Standard stud widths (thickness) vary relatively strongly from the American standard of 38 mm which is used relatively frequently in UK, Belgium, Netherlands and Poland, via the Northern European standards of 45-47 mm (also frequently used in UK and Netherlands) to the German standard of 60 mm. In case of 38 mm studs, these are normally doubled at sheathing board joints.

Interior lining and vapour barrier

The most usual interior lining materials are gypsum boards or gypsum fibre boards. The gypsum boards are beneficial for the interior finish works, whereas the gypsum fibre boards are preferred for their higher resistance to damage during transportation and installation. Behind the lining, there is normally a plastic vapour barrier. In Germany, the panels normally have an OSB (tongue and groove) sheathing on the inside with taped joints and no vapour barrier. For interior finish, this normally requires adding a lining board or other finish on site, sometimes on an extra wall layer for electricity installation etcetera.

Exterior panel sheathing and breather membrane

In the Nordic countries, exterior quality gypsum boards dominate as exterior sheathing of the panels (cladding is applied outside this). These are used without any additional breather membrane and provide stability to the panels during transport and installation, even when “open” panels are used, i.e. without interior sheathing. Under normal conditions these gypsum boards withstand at least 3 months weather exposure before the cladding is installed.

**LISTING**
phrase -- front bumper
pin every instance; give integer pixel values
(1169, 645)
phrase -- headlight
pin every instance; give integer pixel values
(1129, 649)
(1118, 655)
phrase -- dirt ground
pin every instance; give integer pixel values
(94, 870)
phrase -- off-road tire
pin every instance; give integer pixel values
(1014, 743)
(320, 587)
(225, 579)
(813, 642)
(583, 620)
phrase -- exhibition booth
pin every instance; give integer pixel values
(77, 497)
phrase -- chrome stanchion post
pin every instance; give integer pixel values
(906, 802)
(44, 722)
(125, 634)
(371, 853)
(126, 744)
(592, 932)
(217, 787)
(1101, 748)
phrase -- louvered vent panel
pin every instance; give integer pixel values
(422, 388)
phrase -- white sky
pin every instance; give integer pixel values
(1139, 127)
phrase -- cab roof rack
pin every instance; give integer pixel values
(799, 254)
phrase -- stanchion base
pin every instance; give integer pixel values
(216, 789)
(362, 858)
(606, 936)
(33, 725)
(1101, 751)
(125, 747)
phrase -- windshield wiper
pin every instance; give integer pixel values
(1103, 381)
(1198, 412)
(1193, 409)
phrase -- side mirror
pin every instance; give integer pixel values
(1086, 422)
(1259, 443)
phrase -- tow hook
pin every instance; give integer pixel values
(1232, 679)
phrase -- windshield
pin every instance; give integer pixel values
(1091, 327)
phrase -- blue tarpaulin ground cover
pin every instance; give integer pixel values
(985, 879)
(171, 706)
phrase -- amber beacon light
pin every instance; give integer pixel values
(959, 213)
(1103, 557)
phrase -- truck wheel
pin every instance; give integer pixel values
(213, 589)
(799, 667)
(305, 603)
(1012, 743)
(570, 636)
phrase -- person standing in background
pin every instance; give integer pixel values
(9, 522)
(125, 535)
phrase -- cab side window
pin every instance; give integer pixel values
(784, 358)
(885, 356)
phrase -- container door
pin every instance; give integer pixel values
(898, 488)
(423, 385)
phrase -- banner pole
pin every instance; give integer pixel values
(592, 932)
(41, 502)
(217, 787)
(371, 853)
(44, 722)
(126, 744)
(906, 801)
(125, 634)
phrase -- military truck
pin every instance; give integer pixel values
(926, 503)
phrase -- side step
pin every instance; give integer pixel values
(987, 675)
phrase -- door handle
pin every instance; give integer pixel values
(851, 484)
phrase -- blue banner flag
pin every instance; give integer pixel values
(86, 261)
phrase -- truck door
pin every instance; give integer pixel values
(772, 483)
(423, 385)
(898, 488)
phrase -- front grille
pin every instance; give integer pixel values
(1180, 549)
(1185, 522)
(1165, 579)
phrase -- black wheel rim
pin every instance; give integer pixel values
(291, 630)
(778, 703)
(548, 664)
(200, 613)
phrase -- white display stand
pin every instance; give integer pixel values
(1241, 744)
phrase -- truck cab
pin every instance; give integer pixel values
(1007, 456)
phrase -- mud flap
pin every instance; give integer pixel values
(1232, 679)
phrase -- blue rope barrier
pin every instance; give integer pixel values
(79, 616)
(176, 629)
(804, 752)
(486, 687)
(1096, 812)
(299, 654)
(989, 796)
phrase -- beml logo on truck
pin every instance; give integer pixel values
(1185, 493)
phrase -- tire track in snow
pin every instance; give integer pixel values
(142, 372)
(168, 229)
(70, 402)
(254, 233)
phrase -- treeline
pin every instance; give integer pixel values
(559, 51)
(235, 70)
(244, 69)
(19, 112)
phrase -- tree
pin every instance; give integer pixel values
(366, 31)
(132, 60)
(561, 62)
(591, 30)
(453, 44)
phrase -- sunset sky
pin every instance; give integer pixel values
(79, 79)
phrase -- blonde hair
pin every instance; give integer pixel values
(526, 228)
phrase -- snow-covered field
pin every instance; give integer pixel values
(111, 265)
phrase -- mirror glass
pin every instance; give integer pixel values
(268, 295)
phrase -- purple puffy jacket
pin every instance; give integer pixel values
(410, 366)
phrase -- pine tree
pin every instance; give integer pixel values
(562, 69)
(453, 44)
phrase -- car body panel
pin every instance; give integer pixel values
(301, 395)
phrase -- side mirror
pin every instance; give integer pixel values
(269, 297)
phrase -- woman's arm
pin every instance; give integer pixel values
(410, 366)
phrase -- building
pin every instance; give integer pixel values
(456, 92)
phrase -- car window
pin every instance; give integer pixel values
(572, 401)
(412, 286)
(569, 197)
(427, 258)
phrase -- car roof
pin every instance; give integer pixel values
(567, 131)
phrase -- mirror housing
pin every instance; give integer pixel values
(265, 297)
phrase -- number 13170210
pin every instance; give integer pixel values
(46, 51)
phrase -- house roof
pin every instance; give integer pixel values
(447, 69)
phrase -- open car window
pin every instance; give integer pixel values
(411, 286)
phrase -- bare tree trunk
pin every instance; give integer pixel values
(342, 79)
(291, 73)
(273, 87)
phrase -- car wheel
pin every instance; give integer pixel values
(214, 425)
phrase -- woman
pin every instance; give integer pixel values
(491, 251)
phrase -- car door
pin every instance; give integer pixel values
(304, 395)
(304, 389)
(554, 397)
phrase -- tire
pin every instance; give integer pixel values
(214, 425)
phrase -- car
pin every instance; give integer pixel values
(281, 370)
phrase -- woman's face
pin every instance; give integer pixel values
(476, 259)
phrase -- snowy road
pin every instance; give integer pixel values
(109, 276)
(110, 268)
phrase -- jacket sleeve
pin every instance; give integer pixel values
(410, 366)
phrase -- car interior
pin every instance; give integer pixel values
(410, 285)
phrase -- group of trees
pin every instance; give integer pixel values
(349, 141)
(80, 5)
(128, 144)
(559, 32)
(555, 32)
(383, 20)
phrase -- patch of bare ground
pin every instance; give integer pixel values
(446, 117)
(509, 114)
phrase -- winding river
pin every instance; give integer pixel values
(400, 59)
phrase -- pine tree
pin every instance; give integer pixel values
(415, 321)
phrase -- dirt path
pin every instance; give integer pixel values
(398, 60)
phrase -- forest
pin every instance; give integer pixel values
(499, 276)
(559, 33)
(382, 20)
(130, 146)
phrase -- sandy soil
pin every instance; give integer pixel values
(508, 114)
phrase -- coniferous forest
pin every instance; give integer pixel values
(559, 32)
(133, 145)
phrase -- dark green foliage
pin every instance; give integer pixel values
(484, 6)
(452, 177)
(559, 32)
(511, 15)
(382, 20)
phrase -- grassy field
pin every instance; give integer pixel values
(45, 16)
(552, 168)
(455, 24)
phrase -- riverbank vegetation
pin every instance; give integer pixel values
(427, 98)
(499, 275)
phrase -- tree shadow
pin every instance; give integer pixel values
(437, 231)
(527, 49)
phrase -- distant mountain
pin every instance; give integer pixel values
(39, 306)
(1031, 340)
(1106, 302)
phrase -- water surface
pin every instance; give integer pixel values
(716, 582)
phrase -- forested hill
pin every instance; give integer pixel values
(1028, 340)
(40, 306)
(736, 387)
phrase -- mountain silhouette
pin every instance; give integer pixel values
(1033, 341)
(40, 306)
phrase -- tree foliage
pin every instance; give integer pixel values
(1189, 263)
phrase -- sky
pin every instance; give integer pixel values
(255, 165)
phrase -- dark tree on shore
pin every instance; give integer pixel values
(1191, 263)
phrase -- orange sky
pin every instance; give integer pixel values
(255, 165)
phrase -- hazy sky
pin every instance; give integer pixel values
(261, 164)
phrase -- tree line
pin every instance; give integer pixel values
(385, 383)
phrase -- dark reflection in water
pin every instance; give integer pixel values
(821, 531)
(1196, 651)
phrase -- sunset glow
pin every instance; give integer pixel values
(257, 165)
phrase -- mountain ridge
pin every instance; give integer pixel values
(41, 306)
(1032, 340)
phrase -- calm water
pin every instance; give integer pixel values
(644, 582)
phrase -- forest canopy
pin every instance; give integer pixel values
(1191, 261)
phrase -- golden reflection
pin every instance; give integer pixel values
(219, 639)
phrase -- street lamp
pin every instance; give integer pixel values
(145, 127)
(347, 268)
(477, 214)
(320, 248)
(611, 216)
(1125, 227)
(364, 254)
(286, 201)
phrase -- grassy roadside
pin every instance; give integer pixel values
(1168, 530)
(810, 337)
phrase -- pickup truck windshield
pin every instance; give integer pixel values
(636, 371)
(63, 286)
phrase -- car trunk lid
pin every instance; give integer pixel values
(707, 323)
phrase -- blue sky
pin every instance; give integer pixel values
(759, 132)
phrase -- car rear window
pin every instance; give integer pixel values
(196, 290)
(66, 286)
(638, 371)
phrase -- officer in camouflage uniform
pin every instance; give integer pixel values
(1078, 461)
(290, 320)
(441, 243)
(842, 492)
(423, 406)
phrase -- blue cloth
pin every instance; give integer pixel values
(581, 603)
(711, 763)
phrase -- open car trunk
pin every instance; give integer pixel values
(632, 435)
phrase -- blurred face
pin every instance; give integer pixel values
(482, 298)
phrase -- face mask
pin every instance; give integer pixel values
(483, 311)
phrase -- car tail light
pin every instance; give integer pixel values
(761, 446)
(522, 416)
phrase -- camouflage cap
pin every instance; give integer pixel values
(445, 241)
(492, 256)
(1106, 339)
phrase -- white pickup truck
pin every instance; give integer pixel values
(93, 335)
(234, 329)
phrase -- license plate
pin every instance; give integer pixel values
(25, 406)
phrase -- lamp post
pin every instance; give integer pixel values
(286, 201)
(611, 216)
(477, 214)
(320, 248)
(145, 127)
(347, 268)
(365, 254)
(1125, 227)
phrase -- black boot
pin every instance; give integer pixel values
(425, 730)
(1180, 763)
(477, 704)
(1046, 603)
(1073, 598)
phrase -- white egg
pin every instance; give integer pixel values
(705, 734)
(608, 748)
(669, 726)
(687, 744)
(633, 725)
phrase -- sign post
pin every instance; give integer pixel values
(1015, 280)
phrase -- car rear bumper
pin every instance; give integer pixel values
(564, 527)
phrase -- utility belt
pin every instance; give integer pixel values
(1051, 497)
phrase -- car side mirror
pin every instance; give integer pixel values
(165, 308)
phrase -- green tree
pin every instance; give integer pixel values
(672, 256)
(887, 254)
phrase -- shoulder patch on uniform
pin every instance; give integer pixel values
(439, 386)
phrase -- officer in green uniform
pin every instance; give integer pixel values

**OBJECTIVE**
List every individual country the wall panel text names, leaving out regional groupings. The items have no connection to the wall panel text.

**FINISHED ANSWER**
UK, Belgium, Netherlands, Poland, Germany